**How to complete this task:** According to the needle exchange study description below, how many versions of the questionnaire were there in total?

**Selected excerpt:**
===============

During the summer of 2006, the first author spent several days each week as a volunteer with the HARC NEP. The description of the operation of the program is based on her impressions and discussions with HARC staff.
Between 2003 and 2006, HARC NEP staff interviewed needle exchange participants at their first visit and again at 6-months using an intake and follow-up questionnaire designed by HARC. Interviews were conducted in a private room in the HARC outreach van to maintain privacy and confidentiality. A structured survey form was employed to gather information from NEP clients.
The forms were altered slightly over time to increase the accuracy of the interview responses and to more precisely reflect the NEP goals. In total there were five questionnaire versions. Responses to items on each version of the questionnaire were coded to combine identical questions. Identical questions that appeared on some versions with a numerical frequency scale (i.e., none, 1-3 times, 4-6 times, 7-9 times, 10+ times) and on other versions with a subjective response scale (i.e., never, rarely, sometimes, often, always) were also combined.
Variables representing frequency of using a previously used needle, giving used syringes to another IDU, exchanging needles for another IDU, sharing other injection materials, cleaning skin with alcohol, reusing the same syringe, bleaching needles before reuse, condom usage, and HIV testing were dichotomized into "never" (included "zero" and "never" responses) or "ever" (included responses indicating they had previously been tested, previously received results, or had consented to being tested at the time of the interview) to reflect the potential for measurement differences based on the scales used in different versions of the questionnaires. A dichotomized item to represent the number of sexual partners reported was also created: either one partner or any number greater than one (those NEP users with no sexual partners were excluded from the analysis of this variable).

===============

**The data:**
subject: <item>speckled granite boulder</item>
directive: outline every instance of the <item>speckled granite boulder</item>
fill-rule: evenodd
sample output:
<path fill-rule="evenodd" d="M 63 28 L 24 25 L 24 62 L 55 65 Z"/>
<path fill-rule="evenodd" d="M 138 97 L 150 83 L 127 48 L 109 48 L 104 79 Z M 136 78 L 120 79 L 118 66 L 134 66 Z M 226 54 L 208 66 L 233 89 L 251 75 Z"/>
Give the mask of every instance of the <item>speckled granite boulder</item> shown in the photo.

===============

**Task answer:** Five.